▶ [Qué hacer]:
[A] Responda con el texto sobre la literatura:
(i) ¿Qué diría Kafka que es la buena literatura?
(ii) ¿Con qué compara el autor esa definición para rebajarla?
(iii) ¿En qué década trató la literatura de América Latina de recrear un nuevo mundo a imagen de sus personajes vernáculos?
[B] Enumere los personajes vernáculos de América Latina que nombra el texto sobre la literatura.

▶ [Texto fuente]:
>>>>
El comercio con los fantasmas
La literatura es una paradoja. Niega la realidad y la aviva. Como el fuego, alumbra la noche en la que vivimos
ES imposible definir qué es la buena literatura y mucho menos dar con la clave secreta que garantiza una buena pieza, un buen libro. Kafka diría que es el comercio con los fantasmas, y yo rebajaría su definición comparándola con un milagro igualmente improbable, un buen dry martini. Palabras que filtran la realidad con una temperatura, un tinte o un aroma específico, a veces único, y que al leerlas reconstruyen algo que se parece al mundo pero que no lo es. Porque la literatura además es una paradoja. Niega la realidad y la aviva. Como el fuego, alumbra la noche en la que vivimos, y abre puertas secretas a la periferia, a los sueños, a los instintos, a los puntos ciegos desde donde se recorre el mundo de forma distinta. El paseo es grato y provechoso si hay literatura. De lo contrario es una pérdida de tiempo.
En los años treinta, en América Latina, la literatura trató de recrear un nuevo mundo a imagen y semejanza de sus personajes vernáculos, de los usos, costumbres y padecimientos del indio, el negro, el montuvio, el gaucho. El acento se puso luego en otro lado. No en la vida exterior, visible y denunciable, sino en el mundo interior. En la mentalidad mágica de estos mismos personajes, que explicaban la realidad apelando a los mitos y leyendas que habían asimilado desde siempre. Un giro de tuerca nos dejó sembrados un buen tiempo en el realismo mágico, ese truco de prestidigitación que alternaba la sorpresa y el pasmo ante la técnica moderna, incluso ante baratijas como los imanes y las lupas, con la apática reacción ante la presencia de fantasmas, alfombras voladoras o las epidemias bíblicas.
<<<<
▶ [Datos a continuación]:
>>>>
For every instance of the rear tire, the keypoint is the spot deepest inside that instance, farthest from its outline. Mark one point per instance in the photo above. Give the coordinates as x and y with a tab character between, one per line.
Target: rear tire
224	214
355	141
<<<<
▶ [Respuestas]:
[A]
(i) El comercio con los fantasmas.
(ii) Con un buen dry martini.
(iii) En los años treinta.

[B] El indio, el negro, el montuvio y el gaucho.